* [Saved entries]
= Beginning of Section =
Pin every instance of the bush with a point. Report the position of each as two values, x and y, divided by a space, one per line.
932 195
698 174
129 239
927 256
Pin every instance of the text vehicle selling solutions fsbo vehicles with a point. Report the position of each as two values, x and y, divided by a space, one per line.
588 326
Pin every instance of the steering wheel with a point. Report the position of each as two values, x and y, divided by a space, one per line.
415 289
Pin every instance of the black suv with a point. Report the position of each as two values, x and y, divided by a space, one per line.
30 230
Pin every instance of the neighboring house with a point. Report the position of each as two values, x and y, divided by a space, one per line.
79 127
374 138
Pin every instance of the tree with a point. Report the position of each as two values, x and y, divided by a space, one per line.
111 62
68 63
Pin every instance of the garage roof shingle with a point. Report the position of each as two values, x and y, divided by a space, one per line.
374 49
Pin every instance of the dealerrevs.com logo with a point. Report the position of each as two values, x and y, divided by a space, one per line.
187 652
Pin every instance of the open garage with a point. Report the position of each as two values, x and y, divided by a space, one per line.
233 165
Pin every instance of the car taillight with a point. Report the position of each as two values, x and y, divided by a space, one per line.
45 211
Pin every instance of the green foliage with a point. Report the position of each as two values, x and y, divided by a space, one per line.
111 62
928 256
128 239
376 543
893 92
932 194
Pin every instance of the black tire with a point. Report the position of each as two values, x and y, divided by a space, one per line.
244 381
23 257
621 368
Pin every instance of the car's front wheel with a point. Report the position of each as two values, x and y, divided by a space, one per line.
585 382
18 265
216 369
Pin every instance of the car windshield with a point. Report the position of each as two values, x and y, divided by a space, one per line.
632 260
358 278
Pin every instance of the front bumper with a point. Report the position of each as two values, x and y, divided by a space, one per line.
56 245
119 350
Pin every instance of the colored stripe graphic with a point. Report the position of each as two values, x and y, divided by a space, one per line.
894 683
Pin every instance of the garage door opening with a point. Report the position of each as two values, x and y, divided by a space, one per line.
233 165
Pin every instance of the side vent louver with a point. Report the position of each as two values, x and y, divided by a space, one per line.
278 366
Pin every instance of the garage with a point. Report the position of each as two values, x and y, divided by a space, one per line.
= End of Section =
* [TASK GOAL]
Repeat the data above starting at the line with "Pin every instance of the side" and ending at its last line, exactly, with no other lines.

* [RESPONSE TO THIS EXERCISE]
Pin every instance of the side vent louver with a point. Report the position of each as two values, x and y, divided by a space, one per line.
278 366
Pin every instance of the garage with a point. Report the position of each as two values, x and y, divided by a space, one per line.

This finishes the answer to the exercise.